▶ [The data]:
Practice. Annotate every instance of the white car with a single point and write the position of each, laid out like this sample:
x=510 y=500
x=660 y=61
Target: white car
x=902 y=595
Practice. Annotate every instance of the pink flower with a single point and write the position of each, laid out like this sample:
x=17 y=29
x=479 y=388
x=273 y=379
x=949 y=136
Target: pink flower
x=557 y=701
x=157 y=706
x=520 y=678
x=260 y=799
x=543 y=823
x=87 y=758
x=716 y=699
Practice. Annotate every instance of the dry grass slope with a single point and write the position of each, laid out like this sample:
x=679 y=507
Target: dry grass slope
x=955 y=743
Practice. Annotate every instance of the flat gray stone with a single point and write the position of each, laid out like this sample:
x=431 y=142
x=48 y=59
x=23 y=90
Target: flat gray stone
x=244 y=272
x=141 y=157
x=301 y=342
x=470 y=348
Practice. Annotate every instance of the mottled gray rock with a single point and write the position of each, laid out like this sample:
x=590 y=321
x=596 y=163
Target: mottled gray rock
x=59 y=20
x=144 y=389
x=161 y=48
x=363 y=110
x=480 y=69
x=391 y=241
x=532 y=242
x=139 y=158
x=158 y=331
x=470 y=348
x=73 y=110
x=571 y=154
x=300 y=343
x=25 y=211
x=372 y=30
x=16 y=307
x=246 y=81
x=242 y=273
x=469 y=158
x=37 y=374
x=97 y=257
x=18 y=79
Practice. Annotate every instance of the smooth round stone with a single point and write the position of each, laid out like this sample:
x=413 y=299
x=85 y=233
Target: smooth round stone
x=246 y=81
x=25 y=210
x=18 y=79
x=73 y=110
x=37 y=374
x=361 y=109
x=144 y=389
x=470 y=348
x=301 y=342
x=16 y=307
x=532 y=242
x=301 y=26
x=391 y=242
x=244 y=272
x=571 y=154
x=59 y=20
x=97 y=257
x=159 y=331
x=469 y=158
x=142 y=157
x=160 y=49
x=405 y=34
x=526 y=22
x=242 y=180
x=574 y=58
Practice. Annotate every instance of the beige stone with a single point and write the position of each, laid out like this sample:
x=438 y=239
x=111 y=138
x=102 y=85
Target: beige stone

▶ [Exercise requirements]: Can you rewrite the stretch from the start of the entries above through the line containing "x=902 y=595" as a JSON list of strings, one per line, omitting any blank lines?

▶ [Full answer]:
[
  "Practice. Annotate every instance of the white car with a single point and write the position of each, laid out like this sample:",
  "x=510 y=500",
  "x=660 y=61",
  "Target: white car",
  "x=902 y=595"
]